=== Exercise data ===

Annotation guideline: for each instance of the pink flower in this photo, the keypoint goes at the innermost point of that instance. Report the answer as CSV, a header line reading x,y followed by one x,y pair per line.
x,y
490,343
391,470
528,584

===
=== Exercise data ===

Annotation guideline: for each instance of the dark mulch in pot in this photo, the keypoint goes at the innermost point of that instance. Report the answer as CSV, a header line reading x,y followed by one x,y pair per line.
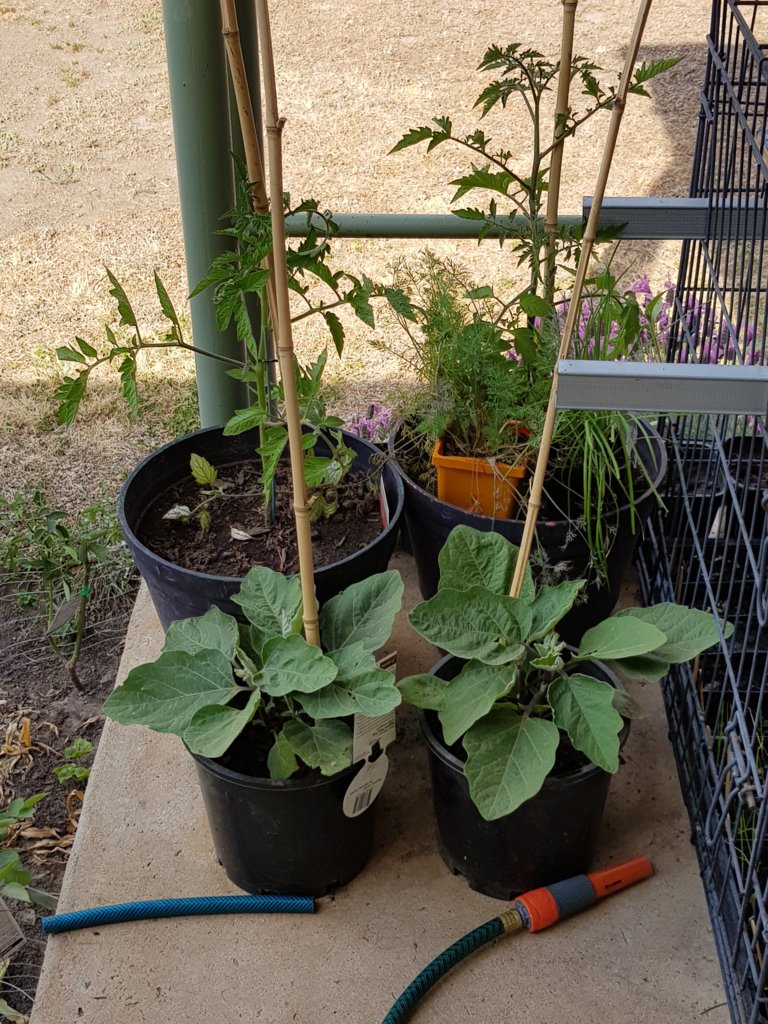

===
=== Exercise data ===

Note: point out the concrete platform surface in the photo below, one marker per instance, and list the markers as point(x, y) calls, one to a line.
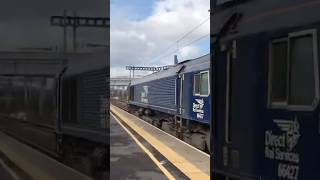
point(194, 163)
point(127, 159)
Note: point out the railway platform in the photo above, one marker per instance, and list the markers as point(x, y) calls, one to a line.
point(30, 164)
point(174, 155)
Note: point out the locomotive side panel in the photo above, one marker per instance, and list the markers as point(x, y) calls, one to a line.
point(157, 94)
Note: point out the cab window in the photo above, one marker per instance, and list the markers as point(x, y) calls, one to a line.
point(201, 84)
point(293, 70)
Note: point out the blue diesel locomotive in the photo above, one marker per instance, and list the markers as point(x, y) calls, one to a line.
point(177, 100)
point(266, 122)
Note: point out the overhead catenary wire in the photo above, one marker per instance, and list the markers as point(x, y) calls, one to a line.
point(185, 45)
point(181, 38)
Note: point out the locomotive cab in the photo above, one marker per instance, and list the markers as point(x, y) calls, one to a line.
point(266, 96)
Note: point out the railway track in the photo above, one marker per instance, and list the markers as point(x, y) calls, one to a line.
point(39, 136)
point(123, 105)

===

## Stated task
Could you convert the items from the line with "Note: point out the concrete" up to and including the line with "point(174, 155)" into a two-column CSV headed instruction and points, with one row per item? Put each value in a single quoted field with line breaks replaced by spaces, and leave the pictures out.

## Answer to the task
instruction,points
"Note: point out the concrete platform surface in the photo below, one marker per instance, and list the markers as point(x, y) calls, one to a line.","point(194, 163) point(127, 159)"
"Note: point out the railway platform in the photo above, one marker per instance, and list the markers as point(x, y) calls, one to a line.","point(30, 164) point(174, 155)"